■ Enunciado 1 ■
Responde a estas perguntas com base no artigo sobre a corrupção em Portugal:
(a) Em que data foi publicado o artigo?
(b) Segundo o artigo, o que aconteceu ao número de casos de corrupção julgados em Portugal?
(c) Que funções de António Borges são indicadas no artigo?
■ Enunciado 2 ■
Reescreve a parte do artigo sobre a corrupção que começa em "O número de" e acaba em "não é sustentada.", pondo "aumentou" no lugar de "quintuplicou".
■ Enunciado 3 ■
Escreve a continuação do artigo sobre a corrupção em Portugal a partir do ponto em que o texto termina.

■ Excerto do texto ■

= = = =

Só Um Quarto dos Caos de Corrupção Chegam a Tribunal
Por Eduardo Dâmaso e Anabela Cunha Campos*
Sábado, 6 de Outubro de 2001

O número de casos de corrupção julgados em Portugal quintuplicou, mas apenas um quarto dos inquéritos registados chegam à barra dos tribunais

De uma "certa cultura de corrupção", como dizia o ex-procurador-geral da República Cunha Rodrigues, passámos à corrupção enquanto "problema mais grave do país", como recentemente o descreveu António Borges, economista e ex-vice-governador do Banco de Portugal. A verdade é que no plano da acção das autoridades judiciais e das estatísticas esta percepção do fenómeno não é sustentada.

= = = =

■ Excerto dos dados ■
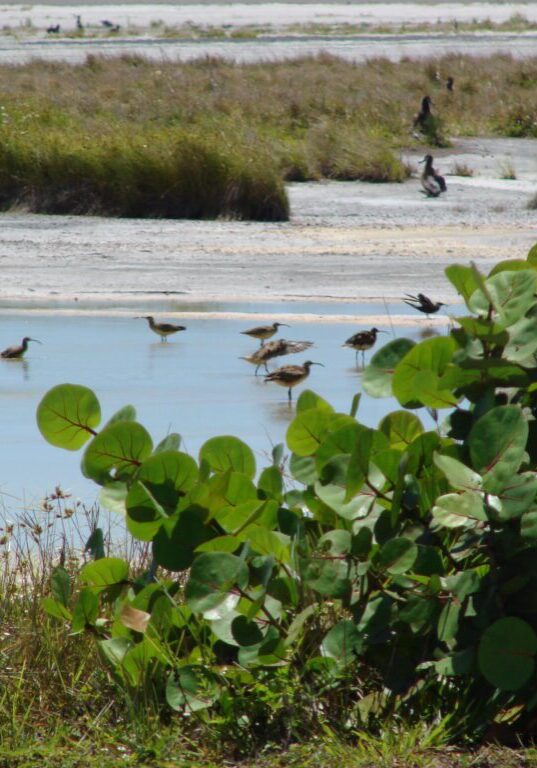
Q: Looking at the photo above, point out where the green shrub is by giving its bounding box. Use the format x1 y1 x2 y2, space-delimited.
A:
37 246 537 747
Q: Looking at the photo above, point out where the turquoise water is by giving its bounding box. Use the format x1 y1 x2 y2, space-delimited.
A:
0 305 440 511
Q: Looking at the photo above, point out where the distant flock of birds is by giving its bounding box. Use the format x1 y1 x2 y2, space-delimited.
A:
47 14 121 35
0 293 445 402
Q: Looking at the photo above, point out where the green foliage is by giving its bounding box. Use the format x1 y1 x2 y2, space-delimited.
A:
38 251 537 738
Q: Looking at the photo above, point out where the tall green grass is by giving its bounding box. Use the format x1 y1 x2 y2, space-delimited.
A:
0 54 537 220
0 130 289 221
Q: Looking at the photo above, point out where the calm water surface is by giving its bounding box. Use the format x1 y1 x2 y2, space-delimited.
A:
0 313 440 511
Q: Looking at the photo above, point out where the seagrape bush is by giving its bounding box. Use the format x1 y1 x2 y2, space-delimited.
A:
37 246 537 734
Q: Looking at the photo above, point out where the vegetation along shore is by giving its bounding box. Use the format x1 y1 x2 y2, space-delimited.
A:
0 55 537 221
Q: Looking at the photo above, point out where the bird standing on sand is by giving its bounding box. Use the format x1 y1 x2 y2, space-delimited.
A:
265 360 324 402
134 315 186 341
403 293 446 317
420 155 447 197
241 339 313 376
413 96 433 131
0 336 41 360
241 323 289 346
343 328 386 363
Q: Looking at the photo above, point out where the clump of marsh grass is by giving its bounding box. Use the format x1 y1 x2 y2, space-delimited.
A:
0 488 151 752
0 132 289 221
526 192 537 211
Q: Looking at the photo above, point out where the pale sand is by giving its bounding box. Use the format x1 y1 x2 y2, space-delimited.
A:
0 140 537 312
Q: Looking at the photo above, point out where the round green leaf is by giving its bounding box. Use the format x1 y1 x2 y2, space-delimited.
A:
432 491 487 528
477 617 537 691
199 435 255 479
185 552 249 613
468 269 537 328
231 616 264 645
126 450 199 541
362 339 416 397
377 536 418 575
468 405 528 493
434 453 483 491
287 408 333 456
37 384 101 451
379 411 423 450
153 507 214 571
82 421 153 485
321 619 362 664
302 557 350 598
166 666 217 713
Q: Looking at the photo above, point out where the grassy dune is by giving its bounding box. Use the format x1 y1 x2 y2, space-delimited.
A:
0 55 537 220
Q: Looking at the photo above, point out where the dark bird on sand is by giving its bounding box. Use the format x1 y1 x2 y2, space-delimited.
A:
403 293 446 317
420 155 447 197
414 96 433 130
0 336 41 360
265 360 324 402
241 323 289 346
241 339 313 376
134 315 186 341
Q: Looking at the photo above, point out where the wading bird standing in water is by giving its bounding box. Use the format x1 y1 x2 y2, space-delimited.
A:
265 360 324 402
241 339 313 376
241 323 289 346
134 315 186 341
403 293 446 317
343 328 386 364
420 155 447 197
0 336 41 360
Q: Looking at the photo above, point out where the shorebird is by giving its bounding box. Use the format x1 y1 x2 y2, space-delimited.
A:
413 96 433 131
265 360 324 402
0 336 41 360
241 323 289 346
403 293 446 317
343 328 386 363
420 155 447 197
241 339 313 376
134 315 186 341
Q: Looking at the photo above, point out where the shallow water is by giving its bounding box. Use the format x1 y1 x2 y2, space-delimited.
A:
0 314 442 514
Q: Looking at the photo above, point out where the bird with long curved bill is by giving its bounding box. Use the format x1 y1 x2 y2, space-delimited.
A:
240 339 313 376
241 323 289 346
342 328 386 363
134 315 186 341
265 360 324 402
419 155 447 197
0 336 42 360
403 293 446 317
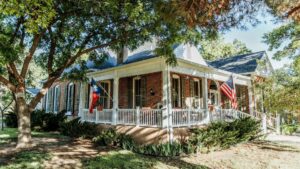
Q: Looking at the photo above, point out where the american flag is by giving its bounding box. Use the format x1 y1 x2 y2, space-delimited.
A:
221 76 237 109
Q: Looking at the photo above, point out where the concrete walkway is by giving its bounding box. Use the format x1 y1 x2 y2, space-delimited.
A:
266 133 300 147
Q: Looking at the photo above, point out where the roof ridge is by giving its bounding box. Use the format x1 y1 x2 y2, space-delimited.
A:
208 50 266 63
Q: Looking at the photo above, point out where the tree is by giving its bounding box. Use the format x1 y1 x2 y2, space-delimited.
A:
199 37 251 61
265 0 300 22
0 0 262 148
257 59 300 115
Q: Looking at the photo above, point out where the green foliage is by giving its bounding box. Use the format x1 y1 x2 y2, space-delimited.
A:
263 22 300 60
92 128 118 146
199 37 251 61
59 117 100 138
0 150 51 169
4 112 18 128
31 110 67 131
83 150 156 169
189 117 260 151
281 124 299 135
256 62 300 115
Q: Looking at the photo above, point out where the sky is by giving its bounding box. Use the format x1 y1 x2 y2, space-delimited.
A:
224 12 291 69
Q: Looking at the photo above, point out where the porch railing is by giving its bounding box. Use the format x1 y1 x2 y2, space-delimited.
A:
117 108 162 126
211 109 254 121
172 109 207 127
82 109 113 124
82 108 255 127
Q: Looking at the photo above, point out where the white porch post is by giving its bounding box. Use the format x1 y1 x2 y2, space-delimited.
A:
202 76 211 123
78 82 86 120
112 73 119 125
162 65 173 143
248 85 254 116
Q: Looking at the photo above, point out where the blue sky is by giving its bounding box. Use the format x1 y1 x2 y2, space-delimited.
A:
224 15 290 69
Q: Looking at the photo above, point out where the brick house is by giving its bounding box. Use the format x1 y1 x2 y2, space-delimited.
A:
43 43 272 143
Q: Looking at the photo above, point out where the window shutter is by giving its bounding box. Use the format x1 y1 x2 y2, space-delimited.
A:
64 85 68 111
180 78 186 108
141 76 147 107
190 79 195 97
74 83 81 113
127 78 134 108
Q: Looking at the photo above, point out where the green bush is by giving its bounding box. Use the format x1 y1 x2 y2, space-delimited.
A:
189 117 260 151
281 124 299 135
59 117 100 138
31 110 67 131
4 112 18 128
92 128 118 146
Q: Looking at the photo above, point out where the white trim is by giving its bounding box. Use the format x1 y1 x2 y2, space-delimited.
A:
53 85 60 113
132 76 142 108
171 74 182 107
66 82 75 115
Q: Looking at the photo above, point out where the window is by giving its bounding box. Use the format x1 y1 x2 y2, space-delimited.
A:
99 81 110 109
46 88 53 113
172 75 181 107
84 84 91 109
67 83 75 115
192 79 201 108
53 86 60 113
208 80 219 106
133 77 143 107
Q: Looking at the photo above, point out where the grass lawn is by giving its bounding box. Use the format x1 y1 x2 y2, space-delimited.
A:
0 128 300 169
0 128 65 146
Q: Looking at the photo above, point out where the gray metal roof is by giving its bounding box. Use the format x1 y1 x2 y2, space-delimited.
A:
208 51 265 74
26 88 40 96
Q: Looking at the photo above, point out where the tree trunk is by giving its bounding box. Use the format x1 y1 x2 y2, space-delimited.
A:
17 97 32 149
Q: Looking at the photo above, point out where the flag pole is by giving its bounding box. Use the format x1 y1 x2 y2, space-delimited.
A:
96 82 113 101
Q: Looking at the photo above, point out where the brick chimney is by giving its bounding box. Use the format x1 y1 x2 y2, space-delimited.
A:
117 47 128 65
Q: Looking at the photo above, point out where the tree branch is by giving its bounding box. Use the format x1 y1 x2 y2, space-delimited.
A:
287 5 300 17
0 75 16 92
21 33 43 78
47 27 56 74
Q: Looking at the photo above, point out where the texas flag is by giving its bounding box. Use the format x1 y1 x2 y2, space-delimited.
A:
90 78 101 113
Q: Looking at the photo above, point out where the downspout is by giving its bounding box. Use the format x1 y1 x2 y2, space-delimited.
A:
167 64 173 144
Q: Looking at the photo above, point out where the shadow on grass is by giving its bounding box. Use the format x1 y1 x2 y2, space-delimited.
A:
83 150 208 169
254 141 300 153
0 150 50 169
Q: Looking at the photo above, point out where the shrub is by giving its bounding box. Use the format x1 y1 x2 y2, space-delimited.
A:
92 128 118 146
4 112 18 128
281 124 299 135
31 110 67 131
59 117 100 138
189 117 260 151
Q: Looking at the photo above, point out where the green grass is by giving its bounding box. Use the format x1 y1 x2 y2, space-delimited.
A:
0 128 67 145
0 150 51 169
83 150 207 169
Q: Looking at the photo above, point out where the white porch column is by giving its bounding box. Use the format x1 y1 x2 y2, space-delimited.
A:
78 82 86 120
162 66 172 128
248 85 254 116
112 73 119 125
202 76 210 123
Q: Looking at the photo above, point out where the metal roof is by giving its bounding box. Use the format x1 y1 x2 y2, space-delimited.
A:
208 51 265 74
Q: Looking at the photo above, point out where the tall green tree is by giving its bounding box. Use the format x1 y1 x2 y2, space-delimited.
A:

= = = =

■ Resposta 1 ■
(a) Sábado, 6 de Outubro de 2001.
(b) Quintuplicou.
(c) Economista e ex-vice-governador do Banco de Portugal.

■ Resposta 2 ■
O número de casos de corrupção julgados em Portugal aumentou, mas apenas um quarto dos inquéritos registados chegam à barra dos tribunais

De uma "certa cultura de corrupção", como dizia o ex-procurador-geral da República Cunha Rodrigues, passámos à corrupção enquanto "problema mais grave do país", como recentemente o descreveu António Borges, economista e ex-vice-governador do Banco de Portugal. A verdade é que no plano da acção das autoridades judiciais e das estatísticas esta percepção do fenómeno não é sustentada.

■ Resposta 3 ■
O número de processos-crime de corrupção julgados em Portugal nos últimos 14 anos quintuplicou (ver quadros). Segundo dados oficiais do Gabinete de Política Legislativa e Planeamento (GPLP) do Ministério da Justiça, o número de processos na fase de julgamento findos em tribunais judiciais de 1ª instância passou de nove em 1986 para 46 (dado provisório) em 2000. A quantidade de arguidos julgados por corrupção sofreu também um aumento substancial durante o período analisado. Em 1984 foram apenas cinco e em 2000 ascendiam já a 62 os acusados de corrupção. Dos arguidos dos últimos 15 anos, em média, 65 por cento acabaram por ser condenados.

Os dados do GPLP indicam, porém, que, durante a última década, apenas um quarto dos crimes de corrupção registados pelas autoridades policiais chegaram às barras dos tribunais. Em 1999, dos 353 crimes de corrupção registados, só nove por cento (32) foram julgados. Isto indicia um número de cifras negras cuja dimensão ninguém conhece, mas, se tivermos em conta a gravidade da percepção do fenómeno em alguns discursos políticos e na convicção vulgarmente expressa pelos portugueses em sondagens e outros estudos de opinião, então a corrupção é mesmo aquilo que todos conhecem mas ninguém viu.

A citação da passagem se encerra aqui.